The exercise —
Locate every line in the material below that contains the string "water", and copy each such line in full. Treat uppercase and lowercase letters as different.

Records provided —
____________________
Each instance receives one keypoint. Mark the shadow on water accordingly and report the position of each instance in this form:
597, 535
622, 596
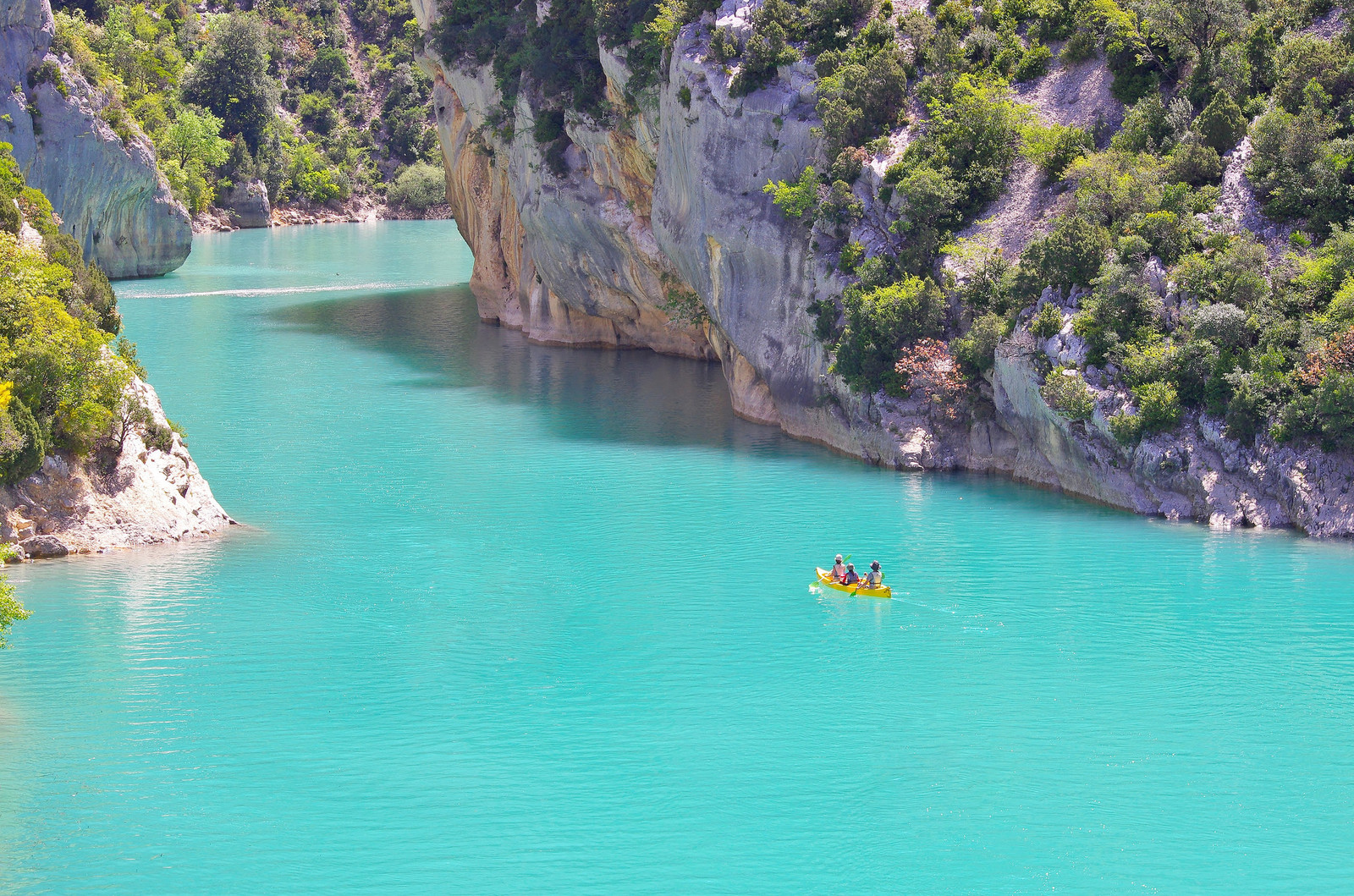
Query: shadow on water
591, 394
____________________
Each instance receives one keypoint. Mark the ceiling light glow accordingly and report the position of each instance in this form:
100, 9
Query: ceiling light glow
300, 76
____________________
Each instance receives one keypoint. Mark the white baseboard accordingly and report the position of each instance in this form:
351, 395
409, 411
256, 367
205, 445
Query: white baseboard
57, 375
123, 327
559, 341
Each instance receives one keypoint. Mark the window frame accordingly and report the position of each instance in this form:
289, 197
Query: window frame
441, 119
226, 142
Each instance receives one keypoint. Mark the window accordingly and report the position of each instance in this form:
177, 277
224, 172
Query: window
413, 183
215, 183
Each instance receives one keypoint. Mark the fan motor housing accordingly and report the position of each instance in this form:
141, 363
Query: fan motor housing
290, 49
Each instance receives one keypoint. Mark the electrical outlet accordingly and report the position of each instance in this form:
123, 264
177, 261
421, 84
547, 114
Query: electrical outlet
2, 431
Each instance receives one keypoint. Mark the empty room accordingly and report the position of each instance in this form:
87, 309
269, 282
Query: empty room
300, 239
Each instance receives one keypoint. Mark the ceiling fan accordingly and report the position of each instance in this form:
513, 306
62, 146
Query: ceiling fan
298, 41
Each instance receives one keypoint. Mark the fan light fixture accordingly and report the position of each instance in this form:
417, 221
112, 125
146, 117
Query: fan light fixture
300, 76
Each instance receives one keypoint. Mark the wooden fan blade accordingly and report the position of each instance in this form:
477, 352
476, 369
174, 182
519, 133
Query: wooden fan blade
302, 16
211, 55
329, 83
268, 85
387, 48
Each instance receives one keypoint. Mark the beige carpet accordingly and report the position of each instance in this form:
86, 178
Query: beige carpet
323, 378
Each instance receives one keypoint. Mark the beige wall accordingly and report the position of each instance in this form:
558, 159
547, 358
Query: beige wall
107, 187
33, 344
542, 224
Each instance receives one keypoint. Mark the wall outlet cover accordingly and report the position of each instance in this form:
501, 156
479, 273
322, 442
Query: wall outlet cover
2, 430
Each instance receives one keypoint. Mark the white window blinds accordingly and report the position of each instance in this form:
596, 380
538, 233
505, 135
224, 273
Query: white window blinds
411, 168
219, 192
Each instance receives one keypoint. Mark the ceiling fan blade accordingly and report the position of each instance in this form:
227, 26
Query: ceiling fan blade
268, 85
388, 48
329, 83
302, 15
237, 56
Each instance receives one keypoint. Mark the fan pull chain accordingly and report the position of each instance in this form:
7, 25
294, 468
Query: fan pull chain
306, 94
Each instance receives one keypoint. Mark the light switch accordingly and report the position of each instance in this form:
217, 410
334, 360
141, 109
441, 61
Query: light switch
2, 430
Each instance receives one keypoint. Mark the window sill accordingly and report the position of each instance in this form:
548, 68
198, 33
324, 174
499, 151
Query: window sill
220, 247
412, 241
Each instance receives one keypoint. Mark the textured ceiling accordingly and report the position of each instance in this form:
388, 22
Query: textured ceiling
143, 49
____________________
Solved problem —
Each instance receives one keypoint. Mark the shadow on water accordingly and report the position of each instance in this form:
Query: shadow on water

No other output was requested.